### Work item
Write every line of the material again exactly, with no pictures in the copy.
┌──
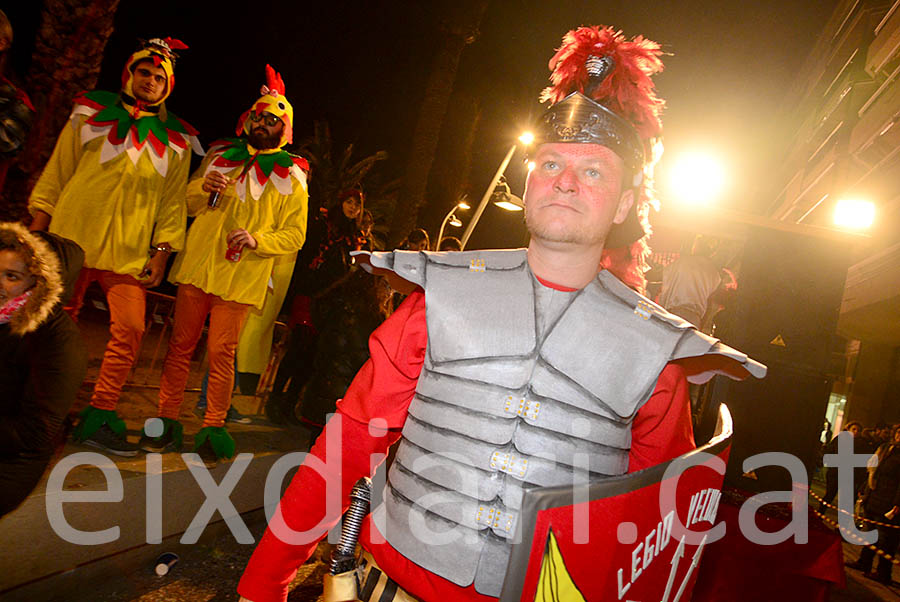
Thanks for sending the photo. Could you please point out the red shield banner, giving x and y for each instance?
(636, 538)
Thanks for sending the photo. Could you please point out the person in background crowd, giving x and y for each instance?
(417, 240)
(323, 265)
(690, 281)
(882, 504)
(16, 110)
(115, 184)
(42, 356)
(250, 201)
(831, 473)
(449, 371)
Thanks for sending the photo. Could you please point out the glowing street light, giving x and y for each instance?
(854, 214)
(526, 138)
(505, 199)
(697, 178)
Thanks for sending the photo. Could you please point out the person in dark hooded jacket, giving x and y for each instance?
(42, 355)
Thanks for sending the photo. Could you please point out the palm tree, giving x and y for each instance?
(459, 29)
(331, 171)
(67, 55)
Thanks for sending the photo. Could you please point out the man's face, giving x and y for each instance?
(265, 130)
(149, 82)
(15, 278)
(574, 194)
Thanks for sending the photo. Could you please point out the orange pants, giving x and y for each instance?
(126, 299)
(226, 318)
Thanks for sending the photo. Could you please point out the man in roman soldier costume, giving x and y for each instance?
(115, 184)
(249, 197)
(509, 369)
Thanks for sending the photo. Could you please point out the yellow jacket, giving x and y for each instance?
(276, 220)
(114, 206)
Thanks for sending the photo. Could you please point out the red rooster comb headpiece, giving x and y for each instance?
(272, 100)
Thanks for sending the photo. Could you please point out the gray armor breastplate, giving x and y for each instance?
(522, 385)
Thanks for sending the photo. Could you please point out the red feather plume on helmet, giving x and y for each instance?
(628, 90)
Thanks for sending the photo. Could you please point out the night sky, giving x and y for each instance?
(362, 66)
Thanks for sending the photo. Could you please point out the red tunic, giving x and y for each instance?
(384, 388)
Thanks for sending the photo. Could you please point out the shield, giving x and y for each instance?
(636, 538)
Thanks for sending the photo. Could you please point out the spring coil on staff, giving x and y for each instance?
(343, 558)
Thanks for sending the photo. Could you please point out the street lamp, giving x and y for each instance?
(451, 219)
(697, 178)
(854, 214)
(526, 139)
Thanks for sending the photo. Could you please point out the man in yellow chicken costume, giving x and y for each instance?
(249, 197)
(115, 184)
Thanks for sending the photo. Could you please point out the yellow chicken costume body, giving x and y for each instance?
(268, 200)
(115, 184)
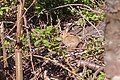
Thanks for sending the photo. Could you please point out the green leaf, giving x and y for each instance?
(37, 42)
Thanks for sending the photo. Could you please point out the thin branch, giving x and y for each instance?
(2, 41)
(54, 61)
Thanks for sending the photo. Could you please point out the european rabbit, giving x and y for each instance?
(69, 40)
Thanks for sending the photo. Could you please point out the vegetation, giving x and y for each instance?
(44, 54)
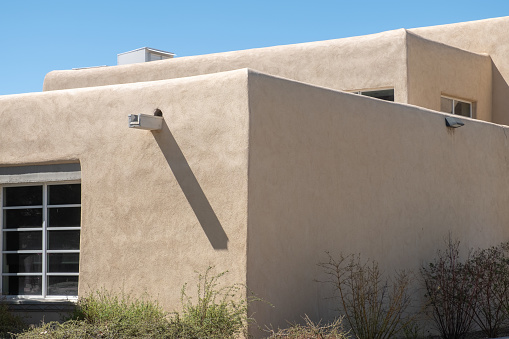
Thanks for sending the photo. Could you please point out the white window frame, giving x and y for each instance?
(44, 251)
(454, 100)
(362, 91)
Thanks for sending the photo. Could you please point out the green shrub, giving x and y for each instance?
└──
### Task response
Thanks for sending the photo. Could you please point out the red shield banner, giving x and y for each instance?
(636, 538)
Thanks for sending the photo. Could you please point out the person in background crowd, giving x and y for each instance?
(417, 240)
(323, 265)
(690, 281)
(882, 504)
(16, 110)
(115, 184)
(42, 356)
(250, 201)
(831, 473)
(449, 371)
Thanks for sending the photo. Could you please point out the glowing street light, giving x and y for each instance?
(854, 214)
(526, 138)
(505, 199)
(697, 178)
Thanks for sending the photo. Could you please point out the person in dark hooded jacket, giving x and y for each instance?
(42, 355)
Thanks for sending the photo. Could you please point out the palm tree, giving x and y for each instance?
(459, 29)
(331, 171)
(67, 55)
Thanks for sending the photo. Could you please point out the man's face, giving x and y for each instance?
(265, 130)
(149, 82)
(15, 278)
(574, 194)
Thanks for sending the photo. Could you please point out the orange pants, giving x and y for each instance?
(126, 299)
(226, 318)
Thanks for sending the photo. Could you please point out the man in roman soldier costume, giving x and y for each instance?
(115, 184)
(249, 197)
(509, 369)
Thanks for sending the photo. Could you please point out the yellow jacket, giving x and y for each instance?
(276, 220)
(114, 206)
Thanks for sending the photo. Could you please point out the red rooster comb headpiece, giving x and y for each instance?
(272, 100)
Thanks for sending the photo. Could you please point out the gray armor breastplate, giving x and y for each instance?
(522, 385)
Thanks for sending the photo. Could you please point out the red feather plume on helmet, giving x and y for each instance?
(628, 90)
Thanks for sending the photo. Could you please point out the night sky, giving x and y for each instance?
(362, 66)
Thanks for sending the photo. Could you please point out the red tunic, giving x and y for each instance?
(384, 388)
Thanks for sending the photo. Could you please point out the shield, giving x and y for each instance?
(636, 538)
Thanks for sending the photo. Could you please point out the spring coil on staff, giving x and y for each instance?
(343, 558)
Thanks for sending the photo. Could you please point out the street lamp, giving x and y for each instance?
(451, 219)
(697, 178)
(854, 214)
(526, 139)
Thanks for sending the photo. Could you please point out the man in yellow chicken costume, giving x and y for each instance?
(249, 197)
(115, 184)
Thanks for sending the photo. Could you please point out the yellow chicken costume body, giving x and y for each instance?
(268, 200)
(115, 184)
Thanks for sending the photo. Could you please point out the green leaf, giving x and y for each instance?
(37, 42)
Thanks for sending the photo. Could you please point out the thin branch, giving x and y for each instance?
(2, 41)
(54, 61)
Thanks for sending the photo. Could you please point out the european rabbit, giving x and y for each instance?
(69, 40)
Thanks for sending the photo. Could you please point out the vegetation, giving x and y for each instance?
(44, 54)
Thanks for sending the photo. Could you please point out the white window frame, giving x and y for each instance?
(44, 251)
(454, 100)
(362, 91)
Thanks for sending the photo. Could you please point out the green shrub, giving x and y for each instance?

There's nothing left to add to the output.